_Extrait de la source_
━━━━
Souvenirs d’EN FRANCE

Pierre Bilic

Il y a 20 ans, un prodige mauve se révélait comme Wayne Rooney sur les terrains portugais.

E nzo Scifo porte ses 38 ans à merveille, fait régulièrement un saut à Waterloo, où son hôtel-restaurant, le 1815, tourne bien, joue au tennis quand il peut et consacre une énorme énergie à ses activités de directeur technique de Tubize.

 » J’ai des journées bien chargées et j’aime cela « , dit-il. Entre les dossiers renforts et autres réunions avec le staff sportif de son club, Enzo Scifo suit évidemment tous les matches de la grande fête du football européen. Le spectacle madeinPortugal l’enthousiasme et il cite les joueurs de son Top 5 :  » Je suis sidéré par le potentiel de Wayne Rooney. A 18 ans, la force de frappe d’Everton n’est pas qu’un buteur. Il manie la poudre, évidemment, mais décroche, aide ses équipiers, participe à l’élaboration du jeu, est fort comme un bélier. Rooney est tout simplement la plaque tournante de l’Angleterre. Il ne se pose pas de questions, joue, ignore la pression, vit ce bon moment à fond. Après un tel Euro, tout va changer pour lui. Il devra gérer les obligations, les sollicitations, et devra toujours confirmer ses prestations. Mon Top 2 est un joueur anglais aussi : Paul Scholes. Pour moi, le pare-chocs de Manchester United est le meilleur du monde à son poste. Il est présent, chasse sans cesse le porteur du ballon mais est capable de décocher un obus dans les filets adverses en arrivant de la deuxième ligne. Maris Verpakovskis m’a étonné par sa présence et sa vitesse. Zinédine Zidane continue à inventer, à enchanter tous les fanas avec son football d’artisan hors pair. Pavel Nedved est à l’image de l’équipe nationale tchèque : puissant, inventif, sérieux, bien organisé, superbement préparé « .

Le temps file et, il y a deux décades, toute la presse sportive n’avait d’yeux que pour Enzo Scifo, qui devint le soleil de la belle saison. L’Euro 84 fut le début de son ascension internationale. La Belgique avait bien besoin de cette embellie. Le monde marchait autant sur la tête que de nos jours : assaut de l’armée indienne sur le Temple d’Or d’Amritsar où meurent des centaines de sikhs, réélection de Ronald Reagan à la Maison Blanche, fuite de gaz toxique à Bhopal, en Inde, Prix Nobel de la Paix pour l’évêque sud-africain Desmond Tuttu, militant contre l’apartheid, etc. Chez nous, des inconnus volent des armes de guerre dans le camp des Chasseurs ardennais de Vielsalm avant de dérober des explosifs dans une carrière d’Ecaussinnes. On apprendra plus tard que ces méfaits devaient être attribués aux sinistres Cellules Communistes Combattantes de Pierre Carette.
━━━━
_Lignes de données_
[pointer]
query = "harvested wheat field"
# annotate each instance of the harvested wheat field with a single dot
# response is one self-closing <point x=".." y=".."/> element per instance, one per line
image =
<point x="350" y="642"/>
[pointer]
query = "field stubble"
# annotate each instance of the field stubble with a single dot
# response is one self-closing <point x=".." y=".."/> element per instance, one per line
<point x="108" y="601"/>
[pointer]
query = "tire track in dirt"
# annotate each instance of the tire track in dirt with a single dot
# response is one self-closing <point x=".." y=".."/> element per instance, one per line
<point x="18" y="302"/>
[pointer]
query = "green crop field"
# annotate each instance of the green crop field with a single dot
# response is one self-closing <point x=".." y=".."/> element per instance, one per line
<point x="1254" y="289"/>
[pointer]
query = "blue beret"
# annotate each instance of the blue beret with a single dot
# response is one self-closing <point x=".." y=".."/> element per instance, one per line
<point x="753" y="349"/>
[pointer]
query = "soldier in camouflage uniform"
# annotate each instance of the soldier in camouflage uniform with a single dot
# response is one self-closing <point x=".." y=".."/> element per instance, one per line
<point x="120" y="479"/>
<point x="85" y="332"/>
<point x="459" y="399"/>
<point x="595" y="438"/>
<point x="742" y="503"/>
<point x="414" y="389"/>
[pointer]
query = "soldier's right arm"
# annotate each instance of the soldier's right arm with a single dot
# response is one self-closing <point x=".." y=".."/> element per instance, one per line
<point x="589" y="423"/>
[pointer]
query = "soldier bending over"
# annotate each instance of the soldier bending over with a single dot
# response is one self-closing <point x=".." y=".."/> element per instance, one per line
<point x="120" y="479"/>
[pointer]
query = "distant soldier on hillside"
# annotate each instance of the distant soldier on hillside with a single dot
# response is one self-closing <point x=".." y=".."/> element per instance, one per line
━━━━
Retapez à l'identique, dans l'article sur Enzo Scifo, tout le passage allant de « Souvenirs d’EN FRANCE » jusqu'à « technique de Tubize. ».

_Réponse complète_
Souvenirs d’EN FRANCE

Pierre Bilic

Il y a 20 ans, un prodige mauve se révélait comme Wayne Rooney sur les terrains portugais.

E nzo Scifo porte ses 38 ans à merveille, fait régulièrement un saut à Waterloo, où son hôtel-restaurant, le 1815, tourne bien, joue au tennis quand il peut et consacre une énorme énergie à ses activités de directeur technique de Tubize.